▶ PROBLEM TO WORK ON
Repeat every line of the following material exactly.
******************************
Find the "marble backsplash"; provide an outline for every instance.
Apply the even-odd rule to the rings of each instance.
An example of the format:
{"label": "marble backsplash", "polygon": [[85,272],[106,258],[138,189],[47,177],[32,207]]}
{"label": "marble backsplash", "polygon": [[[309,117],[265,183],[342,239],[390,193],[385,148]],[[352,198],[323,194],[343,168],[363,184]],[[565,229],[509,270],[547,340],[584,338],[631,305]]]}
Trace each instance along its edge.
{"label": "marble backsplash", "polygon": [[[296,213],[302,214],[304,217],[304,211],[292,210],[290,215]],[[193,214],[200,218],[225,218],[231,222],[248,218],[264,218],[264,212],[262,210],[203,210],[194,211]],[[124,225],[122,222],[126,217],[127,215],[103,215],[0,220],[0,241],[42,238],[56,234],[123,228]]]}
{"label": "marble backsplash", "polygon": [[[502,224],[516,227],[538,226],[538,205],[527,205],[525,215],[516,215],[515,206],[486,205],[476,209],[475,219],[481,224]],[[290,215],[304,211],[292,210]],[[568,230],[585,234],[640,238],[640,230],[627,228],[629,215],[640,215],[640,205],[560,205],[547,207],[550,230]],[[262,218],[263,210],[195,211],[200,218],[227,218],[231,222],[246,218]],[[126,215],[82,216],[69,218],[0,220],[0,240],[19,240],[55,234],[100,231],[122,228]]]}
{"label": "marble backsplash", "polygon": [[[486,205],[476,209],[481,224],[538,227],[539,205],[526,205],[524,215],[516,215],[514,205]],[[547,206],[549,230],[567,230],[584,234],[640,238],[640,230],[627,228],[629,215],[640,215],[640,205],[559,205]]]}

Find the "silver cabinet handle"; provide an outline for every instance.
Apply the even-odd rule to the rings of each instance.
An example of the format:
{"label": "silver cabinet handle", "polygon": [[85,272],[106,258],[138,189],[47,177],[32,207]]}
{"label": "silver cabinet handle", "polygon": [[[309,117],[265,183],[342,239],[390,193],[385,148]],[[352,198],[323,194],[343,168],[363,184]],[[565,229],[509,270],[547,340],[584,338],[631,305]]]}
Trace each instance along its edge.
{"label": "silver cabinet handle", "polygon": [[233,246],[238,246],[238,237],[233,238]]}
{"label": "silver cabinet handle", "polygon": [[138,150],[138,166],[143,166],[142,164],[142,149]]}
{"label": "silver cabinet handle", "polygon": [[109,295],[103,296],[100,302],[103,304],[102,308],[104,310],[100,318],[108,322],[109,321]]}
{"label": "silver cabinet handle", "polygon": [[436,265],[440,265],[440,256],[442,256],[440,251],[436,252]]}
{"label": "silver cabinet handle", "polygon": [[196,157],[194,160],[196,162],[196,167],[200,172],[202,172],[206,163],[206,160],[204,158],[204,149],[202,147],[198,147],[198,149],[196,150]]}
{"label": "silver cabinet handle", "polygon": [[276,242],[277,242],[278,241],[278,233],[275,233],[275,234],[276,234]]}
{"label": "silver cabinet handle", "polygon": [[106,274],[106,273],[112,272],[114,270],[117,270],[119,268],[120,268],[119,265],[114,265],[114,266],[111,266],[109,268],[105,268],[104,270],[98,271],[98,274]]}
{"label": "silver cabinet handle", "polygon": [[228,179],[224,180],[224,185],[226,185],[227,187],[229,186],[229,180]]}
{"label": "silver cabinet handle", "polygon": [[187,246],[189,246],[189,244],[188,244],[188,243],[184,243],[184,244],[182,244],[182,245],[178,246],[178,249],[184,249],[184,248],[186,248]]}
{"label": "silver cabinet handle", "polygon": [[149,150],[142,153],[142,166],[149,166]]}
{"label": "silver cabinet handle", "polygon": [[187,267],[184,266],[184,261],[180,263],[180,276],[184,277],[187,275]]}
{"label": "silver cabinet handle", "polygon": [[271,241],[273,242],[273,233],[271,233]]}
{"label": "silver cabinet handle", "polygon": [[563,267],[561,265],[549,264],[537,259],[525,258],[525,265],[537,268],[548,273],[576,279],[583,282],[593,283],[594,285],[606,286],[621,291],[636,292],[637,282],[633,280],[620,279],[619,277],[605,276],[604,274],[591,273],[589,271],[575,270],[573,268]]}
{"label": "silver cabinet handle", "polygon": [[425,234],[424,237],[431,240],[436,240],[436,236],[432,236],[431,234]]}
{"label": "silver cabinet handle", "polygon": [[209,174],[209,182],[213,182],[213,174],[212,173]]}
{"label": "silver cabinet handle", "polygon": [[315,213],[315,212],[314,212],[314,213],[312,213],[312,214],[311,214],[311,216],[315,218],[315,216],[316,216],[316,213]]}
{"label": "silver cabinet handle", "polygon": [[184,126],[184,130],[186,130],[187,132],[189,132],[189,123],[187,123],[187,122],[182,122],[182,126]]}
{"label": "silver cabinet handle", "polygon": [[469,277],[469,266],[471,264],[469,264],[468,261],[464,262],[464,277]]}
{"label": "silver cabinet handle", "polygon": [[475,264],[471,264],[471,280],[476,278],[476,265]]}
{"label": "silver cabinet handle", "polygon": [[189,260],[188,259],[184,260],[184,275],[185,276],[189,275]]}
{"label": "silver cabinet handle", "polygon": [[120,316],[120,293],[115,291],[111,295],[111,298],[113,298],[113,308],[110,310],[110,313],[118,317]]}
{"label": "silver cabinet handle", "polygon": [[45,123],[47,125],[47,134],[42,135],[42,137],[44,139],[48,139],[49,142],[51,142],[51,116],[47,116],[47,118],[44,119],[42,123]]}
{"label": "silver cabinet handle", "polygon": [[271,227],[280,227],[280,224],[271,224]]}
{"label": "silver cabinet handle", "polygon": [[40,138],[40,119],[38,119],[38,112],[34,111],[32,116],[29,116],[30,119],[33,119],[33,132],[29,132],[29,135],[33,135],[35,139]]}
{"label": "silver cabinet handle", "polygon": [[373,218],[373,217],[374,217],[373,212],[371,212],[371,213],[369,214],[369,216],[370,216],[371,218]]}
******************************
▶ FINAL ANSWER
Find the "marble backsplash"; provide an outline for every instance.
Apply the even-odd rule to the rings of each instance.
An example of the format:
{"label": "marble backsplash", "polygon": [[85,272],[106,258],[138,189],[47,177],[32,207]]}
{"label": "marble backsplash", "polygon": [[[309,117],[265,183],[342,239],[390,193],[385,148]],[[352,198],[323,194],[343,168],[363,184]],[[565,229],[509,270],[547,340],[584,338],[631,305]]]}
Trace each instance along its edge.
{"label": "marble backsplash", "polygon": [[[296,213],[302,214],[304,217],[304,211],[292,210],[290,215]],[[193,214],[200,218],[225,218],[231,222],[248,218],[264,218],[264,212],[262,210],[203,210],[194,211]],[[124,225],[122,222],[126,217],[127,215],[103,215],[0,220],[0,241],[42,238],[56,234],[123,228]]]}
{"label": "marble backsplash", "polygon": [[[502,224],[516,227],[538,226],[538,205],[527,205],[525,215],[516,215],[515,206],[486,205],[476,209],[475,219],[481,224]],[[290,215],[304,211],[292,210]],[[568,230],[585,234],[640,238],[640,230],[627,228],[629,215],[640,215],[640,205],[560,205],[547,207],[550,230]],[[262,218],[263,210],[195,211],[200,218],[227,218],[231,222],[246,218]],[[126,215],[82,216],[69,218],[0,220],[0,240],[19,240],[55,234],[100,231],[122,228]]]}
{"label": "marble backsplash", "polygon": [[[486,205],[476,209],[481,224],[538,227],[539,205],[526,205],[524,215],[516,215],[514,205]],[[547,206],[549,230],[567,230],[584,234],[640,238],[640,230],[627,228],[629,215],[640,215],[640,205],[559,205]]]}

Find the "silver cabinet handle"; provide an outline for every instance.
Apply the even-odd rule to the rings of each instance.
An example of the format:
{"label": "silver cabinet handle", "polygon": [[85,272],[106,258],[138,189],[47,177],[32,207]]}
{"label": "silver cabinet handle", "polygon": [[[309,117],[265,183],[342,239],[390,193],[385,148]],[[352,198],[323,194],[343,168],[363,184]],[[565,229],[509,270],[547,340],[584,338],[631,305]]]}
Trace each instance along its edge.
{"label": "silver cabinet handle", "polygon": [[233,246],[238,246],[238,237],[233,238]]}
{"label": "silver cabinet handle", "polygon": [[138,150],[138,166],[143,166],[142,164],[142,149]]}
{"label": "silver cabinet handle", "polygon": [[109,295],[103,296],[100,302],[103,304],[102,308],[104,310],[100,318],[108,322],[109,321]]}
{"label": "silver cabinet handle", "polygon": [[436,265],[440,265],[440,256],[442,256],[440,251],[436,252]]}
{"label": "silver cabinet handle", "polygon": [[196,157],[194,160],[196,162],[196,167],[200,172],[202,172],[206,163],[206,160],[204,158],[204,149],[202,147],[198,147],[198,149],[196,150]]}
{"label": "silver cabinet handle", "polygon": [[276,242],[277,242],[278,241],[278,233],[275,233],[275,234],[276,234]]}
{"label": "silver cabinet handle", "polygon": [[106,274],[106,273],[112,272],[114,270],[117,270],[119,268],[120,268],[119,265],[114,265],[114,266],[111,266],[109,268],[105,268],[104,270],[98,271],[98,274]]}
{"label": "silver cabinet handle", "polygon": [[228,179],[224,180],[224,185],[226,185],[227,187],[229,186],[229,180]]}
{"label": "silver cabinet handle", "polygon": [[187,246],[189,246],[189,244],[188,244],[188,243],[184,243],[184,244],[182,244],[182,245],[178,246],[178,249],[184,249],[184,248],[186,248]]}
{"label": "silver cabinet handle", "polygon": [[149,150],[142,153],[142,166],[149,166]]}
{"label": "silver cabinet handle", "polygon": [[187,267],[184,266],[184,261],[180,263],[180,276],[184,277],[187,275]]}
{"label": "silver cabinet handle", "polygon": [[271,241],[273,242],[273,233],[271,233]]}
{"label": "silver cabinet handle", "polygon": [[563,267],[561,265],[549,264],[537,259],[525,258],[525,265],[537,268],[548,273],[576,279],[583,282],[593,283],[594,285],[606,286],[621,291],[636,292],[637,282],[633,280],[620,279],[619,277],[605,276],[604,274],[591,273],[589,271],[575,270],[573,268]]}
{"label": "silver cabinet handle", "polygon": [[425,234],[424,237],[431,240],[436,240],[436,236],[432,236],[431,234]]}
{"label": "silver cabinet handle", "polygon": [[209,174],[209,182],[213,182],[213,174],[212,173]]}
{"label": "silver cabinet handle", "polygon": [[315,213],[315,212],[314,212],[314,213],[312,213],[312,214],[311,214],[311,216],[315,218],[315,216],[316,216],[316,213]]}
{"label": "silver cabinet handle", "polygon": [[184,126],[184,130],[186,130],[187,132],[189,132],[189,123],[187,123],[187,122],[182,122],[182,126]]}
{"label": "silver cabinet handle", "polygon": [[469,277],[469,266],[471,264],[469,264],[468,261],[464,262],[464,277]]}
{"label": "silver cabinet handle", "polygon": [[475,264],[471,264],[471,280],[476,278],[476,265]]}
{"label": "silver cabinet handle", "polygon": [[189,260],[188,259],[184,260],[184,275],[185,276],[189,275]]}
{"label": "silver cabinet handle", "polygon": [[120,316],[120,293],[115,291],[111,295],[111,298],[113,298],[113,308],[110,310],[110,313],[118,317]]}
{"label": "silver cabinet handle", "polygon": [[45,123],[47,125],[47,134],[42,135],[42,137],[44,139],[48,139],[49,142],[51,142],[51,116],[47,116],[47,118],[44,119],[42,123]]}
{"label": "silver cabinet handle", "polygon": [[271,227],[280,227],[280,224],[271,224]]}
{"label": "silver cabinet handle", "polygon": [[40,138],[40,119],[38,119],[38,112],[34,111],[32,116],[29,116],[30,119],[33,119],[33,132],[29,132],[29,135],[33,135],[35,139]]}
{"label": "silver cabinet handle", "polygon": [[373,218],[373,217],[374,217],[373,212],[371,212],[371,213],[369,214],[369,216],[370,216],[371,218]]}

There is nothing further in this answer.